▸ **Page**
QUT has developed the capability to research, characterise and apply the fundamental properties of the new generations of high temperature superconducting (HTS) material compounds. Our engineers and materials scientists have experience spanning 20 years of researching and developing devices incorporating HTS, extending their knowledge into new and innovative industrial HTS applications including:
- power systems
- maritime and land based propulsion
- microwave communications systems
- environmental sensing.
Real world skills
The Centre for Clean Energy Technologies and Practices Applied Superconductivity Program has a broad skill set that covers the following research areas:
- fundamental ab initio modelling and synthesising HTS material
- full property characterisation of HTS material performance
- modelling and real-world verification of commercial HTS tapes and wires applied to industrial devices
- production and testing of HTS Josephson junctions (JJ) applied to sensor and microwave communication systems
- prototyping and proof-of-concept production of HTS based devices covering cryogenics, vacuum technology and custom packaging.
Cutting edge equipment
QUT boasts a specialist superconductor laboratory at Banyo Pilot Plant to enable work related to:
- power system devices
- HTS materials characterisation and testing
- cryocooling device studies
- scaleable rotation machines for propulsion and traction
- HTS microwave communications devices and detectors.
Our team also has access to the world-class equipment and expertise housed within QUT's Central Analytical Research Facility to enable real-world outcomes for our project partners.
Applied Superconductivity Laboratory
QUT's Applied Superconductivity Laboratory (ASL) was established as part of the Heavy Current Laboratory (HCL) at Banyo Pilot Plant. Initially, the HCL was established to assist the electricity distribution industry to test and characterise new network deployed technology. Most of the devices tested were specifically developed to manage the power network impact of the rapid take-up of solar power by the consumer.
As a result of interest from the Defence Science and Technology Group (DSTG), the HCL was augmented to begin research and development on applied superconductivity. This boosted existing superconductivity research at QUT, building on expertise in superconducting materials, cryogenics and industrial applications.

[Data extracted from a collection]

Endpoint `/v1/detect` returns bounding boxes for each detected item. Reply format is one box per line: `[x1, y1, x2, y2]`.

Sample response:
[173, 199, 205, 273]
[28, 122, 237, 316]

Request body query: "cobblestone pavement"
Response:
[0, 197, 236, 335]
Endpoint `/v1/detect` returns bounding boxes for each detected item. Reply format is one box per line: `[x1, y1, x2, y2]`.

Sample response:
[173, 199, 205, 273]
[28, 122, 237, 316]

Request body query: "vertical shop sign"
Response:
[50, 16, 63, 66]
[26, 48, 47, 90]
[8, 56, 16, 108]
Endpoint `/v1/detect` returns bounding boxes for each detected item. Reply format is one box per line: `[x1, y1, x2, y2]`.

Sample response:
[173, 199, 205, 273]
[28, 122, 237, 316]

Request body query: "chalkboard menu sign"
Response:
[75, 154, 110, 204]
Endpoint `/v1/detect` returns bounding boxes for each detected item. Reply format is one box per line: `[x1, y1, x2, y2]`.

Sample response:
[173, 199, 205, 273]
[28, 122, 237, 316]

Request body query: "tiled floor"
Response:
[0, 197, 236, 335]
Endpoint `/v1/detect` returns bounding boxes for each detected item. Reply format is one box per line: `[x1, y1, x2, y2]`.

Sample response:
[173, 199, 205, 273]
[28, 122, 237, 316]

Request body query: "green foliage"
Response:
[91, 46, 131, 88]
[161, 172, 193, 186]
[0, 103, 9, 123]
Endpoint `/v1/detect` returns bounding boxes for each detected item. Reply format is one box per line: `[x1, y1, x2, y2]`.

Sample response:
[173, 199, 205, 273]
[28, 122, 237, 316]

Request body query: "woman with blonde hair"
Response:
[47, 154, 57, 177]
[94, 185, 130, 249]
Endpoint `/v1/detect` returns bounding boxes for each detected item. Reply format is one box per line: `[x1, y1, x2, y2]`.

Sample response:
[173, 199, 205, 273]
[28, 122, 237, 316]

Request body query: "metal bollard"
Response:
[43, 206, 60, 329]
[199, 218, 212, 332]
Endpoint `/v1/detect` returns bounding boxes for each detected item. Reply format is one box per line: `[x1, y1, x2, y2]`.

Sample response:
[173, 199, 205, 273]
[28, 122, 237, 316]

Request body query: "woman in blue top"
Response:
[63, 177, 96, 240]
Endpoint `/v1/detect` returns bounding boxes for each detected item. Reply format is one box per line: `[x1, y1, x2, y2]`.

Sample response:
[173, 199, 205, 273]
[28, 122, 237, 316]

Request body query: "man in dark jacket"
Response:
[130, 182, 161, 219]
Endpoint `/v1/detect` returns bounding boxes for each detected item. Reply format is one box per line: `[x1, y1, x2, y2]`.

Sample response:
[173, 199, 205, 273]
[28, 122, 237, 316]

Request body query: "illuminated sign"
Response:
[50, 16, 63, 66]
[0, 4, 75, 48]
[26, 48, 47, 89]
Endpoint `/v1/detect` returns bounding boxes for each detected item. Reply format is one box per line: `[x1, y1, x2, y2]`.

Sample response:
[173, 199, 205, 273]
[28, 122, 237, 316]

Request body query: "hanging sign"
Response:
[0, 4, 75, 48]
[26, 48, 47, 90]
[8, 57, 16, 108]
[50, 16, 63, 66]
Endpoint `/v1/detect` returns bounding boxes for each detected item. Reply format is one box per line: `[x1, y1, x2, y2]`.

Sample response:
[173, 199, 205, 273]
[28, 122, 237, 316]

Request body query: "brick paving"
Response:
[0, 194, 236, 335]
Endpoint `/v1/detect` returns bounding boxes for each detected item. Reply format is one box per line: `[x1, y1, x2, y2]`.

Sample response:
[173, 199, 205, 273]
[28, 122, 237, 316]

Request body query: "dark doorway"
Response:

▸ **Stated exercise A**
Update the passage on QUT's applied superconductivity work, starting with "Our team also" and going on through "by the consumer.", with "consumer" replaced by "household".
▸ **Stated exercise B**
According to the passage on QUT's applied superconductivity work, what led the Heavy Current Laboratory to begin research and development on applied superconductivity?
▸ **Stated exercise C**
Proceed with the passage on QUT's applied superconductivity work from the point where it stops.

▸ **Response A**
Our team also has access to the world-class equipment and expertise housed within QUT's Central Analytical Research Facility to enable real-world outcomes for our project partners.
Applied Superconductivity Laboratory
QUT's Applied Superconductivity Laboratory (ASL) was established as part of the Heavy Current Laboratory (HCL) at Banyo Pilot Plant. Initially, the HCL was established to assist the electricity distribution industry to test and characterise new network deployed technology. Most of the devices tested were specifically developed to manage the power network impact of the rapid take-up of solar power by the household.

▸ **Response B**
Interest from the Defence Science and Technology Group (DSTG).

▸ **Response C**
A four-way agreement has been established between Siemens Germany, Siemens Australia, the DSTG and QUT to research and test the potential of superconducting technology applied to maritime propulsion technology. This research is non-exclusive and has subsequently led to the further inclusion of Thales Australia, linking with the ASL to research superconducting applications in mine sweeping.
Distribution engineers are also concerned with emerging power network issues and are actively involved with the ASL to consider the potential of superconductivity being applied to:
- distributed (embedded) generation (DG)
- demand side management (DSM)
- ageing network components
- carbon pricing (tax).
For more greenfield electrical power projects, involving power network augmentation, refurbishment or establishment, the power industry is considering how superconducting components might be included. Based on a number of superconducting installation programs from around the world (Essen in Germany and Sumitomo in Japan and Korea), QUT has run seminars reviewing issues and considerations including:
- network topology and flexibility
- HTS cable types and configurations
- overload provisions
- system faults and protection
- cable cooling options
- cable laying
- system status monitoring and maintenance.
Our ASL team is actively involved in the Council on Large Electric Systems (Conseil International des Grands Réseaux Électriques or CIGRE) which allows a worldwide view of superconducting installations. CIGRE publishes a number of technical brochures to which the ASL has contributed. These cover applications by companies around the world using HTS material in power cables and wires for distribution of loads up to ten times higher than conventional underground cables. This work is continuing in companies in North America, Europe and Asia.
A very quick snapshot of HTS applications in the power grid around the world includes:
- cables operating at 13kV, 3 kA up to 128 kV, 2.4 kA
- rotating machines of 5MW and 1MW as ship propulsion
- transformers of 500kVA, 6.6kV/3.3kV and 1MVA 23kV/6.6kV
- fault current limiters of 12 kV at 600A and 35kV at 90 MVA.
Power system devices
We specialise in testing the performance and efficiency of superconducting rotating machines.
High temperature superconducting materials characterisation and testing
We research HTS material behaviour in practical electrical operating conditions and specialise in testing and evaluation of long length of commercial HTS tapes and wires.
Cryocooling device studies
We characterise and evaluate cryocooler efficiency, using the state-of-the-art maritime emulation environment programmable for specified sea conditions.
Scalable rotation machines for propulsion and traction
We conduct evaluation of axial, radial and homopolar HTS rotating machines and composite material trails for cryogenic operation and high magnetic stress.
High temperature superconducting microwave communications devices and detectors
We specialise in designing customised Josephson junction based magnetic field detectors, low insertion loss filter, low noise amplifier systems, high conversation gain low noise mixers.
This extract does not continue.